* begin Task input *

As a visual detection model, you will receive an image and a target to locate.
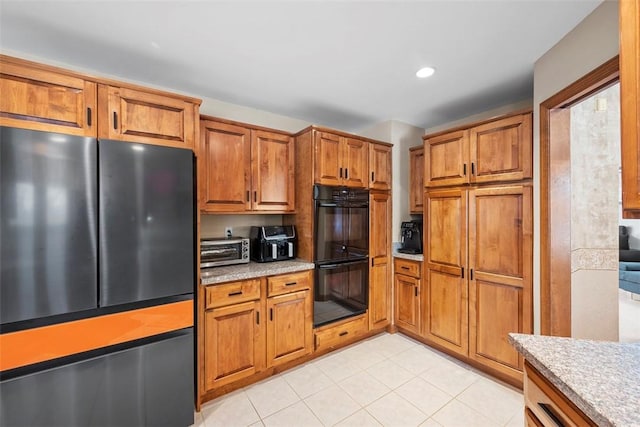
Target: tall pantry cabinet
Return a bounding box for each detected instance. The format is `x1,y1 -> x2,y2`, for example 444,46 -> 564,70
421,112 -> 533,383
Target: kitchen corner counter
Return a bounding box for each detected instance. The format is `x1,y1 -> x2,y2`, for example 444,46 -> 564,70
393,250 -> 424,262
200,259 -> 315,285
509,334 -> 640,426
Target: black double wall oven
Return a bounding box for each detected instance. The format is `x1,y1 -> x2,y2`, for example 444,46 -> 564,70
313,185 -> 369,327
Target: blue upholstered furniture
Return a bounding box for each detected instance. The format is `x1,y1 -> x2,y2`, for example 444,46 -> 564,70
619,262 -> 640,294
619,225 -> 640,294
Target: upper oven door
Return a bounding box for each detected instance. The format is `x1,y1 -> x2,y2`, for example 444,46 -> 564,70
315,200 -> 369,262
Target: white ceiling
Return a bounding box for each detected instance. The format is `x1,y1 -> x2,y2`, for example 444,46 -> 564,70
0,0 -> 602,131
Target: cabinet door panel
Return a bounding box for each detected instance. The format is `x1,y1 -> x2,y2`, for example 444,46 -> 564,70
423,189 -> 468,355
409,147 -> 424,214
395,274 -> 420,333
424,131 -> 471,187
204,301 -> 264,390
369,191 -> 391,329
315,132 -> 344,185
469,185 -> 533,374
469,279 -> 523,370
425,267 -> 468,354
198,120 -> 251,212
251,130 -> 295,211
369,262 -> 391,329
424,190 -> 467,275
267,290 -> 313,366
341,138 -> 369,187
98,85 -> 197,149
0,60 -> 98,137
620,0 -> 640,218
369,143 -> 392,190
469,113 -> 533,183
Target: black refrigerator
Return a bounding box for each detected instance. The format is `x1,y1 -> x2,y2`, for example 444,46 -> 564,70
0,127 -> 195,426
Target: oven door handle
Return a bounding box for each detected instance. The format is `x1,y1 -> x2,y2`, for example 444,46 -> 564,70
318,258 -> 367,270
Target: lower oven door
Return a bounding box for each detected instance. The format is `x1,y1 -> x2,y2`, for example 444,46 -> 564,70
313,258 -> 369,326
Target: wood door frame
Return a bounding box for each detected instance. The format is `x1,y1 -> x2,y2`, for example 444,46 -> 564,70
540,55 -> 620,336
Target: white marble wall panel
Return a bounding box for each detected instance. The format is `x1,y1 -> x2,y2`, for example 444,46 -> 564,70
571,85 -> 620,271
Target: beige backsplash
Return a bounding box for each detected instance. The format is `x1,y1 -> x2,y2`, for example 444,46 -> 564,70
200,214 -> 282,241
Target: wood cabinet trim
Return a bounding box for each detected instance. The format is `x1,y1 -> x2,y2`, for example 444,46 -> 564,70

* end Task input *

Present every line of the material above as a numbered list, skipping any blank lines and leaving out the picture.

- Exercise solution
1. As a visual detection model, you will receive an image and a target to locate.
2. Target: tall pantry cabinet
3. Return a bounding box for each detected instance. The format is `x1,y1 -> x2,y2`, for example 444,46 -> 564,70
4. 421,112 -> 533,383
5. Target: kitchen corner counter
6. Return a bounding box for each detected instance. The format is `x1,y1 -> x2,y2`, for example 444,46 -> 564,70
7. 393,250 -> 424,262
8. 200,259 -> 315,285
9. 509,334 -> 640,426
10. Target: black double wall oven
11. Return a bounding box for each detected instance. The format is `x1,y1 -> x2,y2`, for example 444,46 -> 564,70
12. 313,185 -> 369,327
13. Target: blue upholstered furniture
14. Return a bounding box for each detected instance. The format is `x1,y1 -> x2,y2`, for example 444,46 -> 564,70
15. 619,262 -> 640,294
16. 619,225 -> 640,294
17. Target: upper oven door
18. Return a bounding box for each detected instance. The format is `x1,y1 -> x2,y2`, for example 444,46 -> 564,70
19. 315,200 -> 369,262
20. Target: white ceiling
21. Return a bounding box for each detected instance. The format is `x1,y1 -> x2,y2`, for example 444,46 -> 564,70
22. 0,0 -> 602,131
23. Target: cabinet door panel
24. Return a bounding box for each detected instance. The format is `x1,y1 -> x2,y2`, for example 444,46 -> 564,70
25. 423,189 -> 468,355
26. 409,147 -> 424,214
27. 395,274 -> 420,333
28. 424,131 -> 471,187
29. 204,301 -> 264,390
30. 369,191 -> 391,329
31. 315,132 -> 344,185
32. 469,185 -> 533,374
33. 469,279 -> 523,370
34. 425,267 -> 468,354
35. 198,120 -> 251,212
36. 251,130 -> 295,211
37. 369,262 -> 391,329
38. 424,190 -> 467,275
39. 267,290 -> 313,366
40. 341,138 -> 369,187
41. 98,85 -> 197,149
42. 0,60 -> 98,137
43. 620,0 -> 640,218
44. 369,143 -> 392,190
45. 469,113 -> 533,183
46. Target: black refrigerator
47. Return a bounding box for each detected instance. The format is `x1,y1 -> x2,y2`, for example 444,46 -> 564,70
48. 0,127 -> 195,426
49. Target: oven door handle
50. Return a bounding box for each detected instance. The format is `x1,y1 -> x2,y2`, for example 444,46 -> 564,70
51. 318,258 -> 367,270
52. Target: lower oven door
53. Return a bounding box for each detected instance. The format is `x1,y1 -> x2,y2`, for example 444,46 -> 564,70
54. 313,258 -> 369,326
55. Target: wood door frame
56. Return a bounding box for each detected instance. The format is `x1,y1 -> x2,y2`, for example 444,46 -> 564,70
57. 540,55 -> 620,336
58. Target: white marble wall panel
59. Return a bounding box for each detected instance. The format is `x1,y1 -> x2,y2`, for example 444,46 -> 564,70
60. 571,85 -> 620,271
61. Target: beige backsplash
62. Return a bounding box for each detected instance. The format is `x1,y1 -> x2,y2`, for example 444,46 -> 564,70
63. 200,214 -> 282,241
64. Target: wood cabinet trim
65. Return a bounding box for each detected instance. The format is `x1,y1 -> x2,y2`, for example 444,46 -> 564,70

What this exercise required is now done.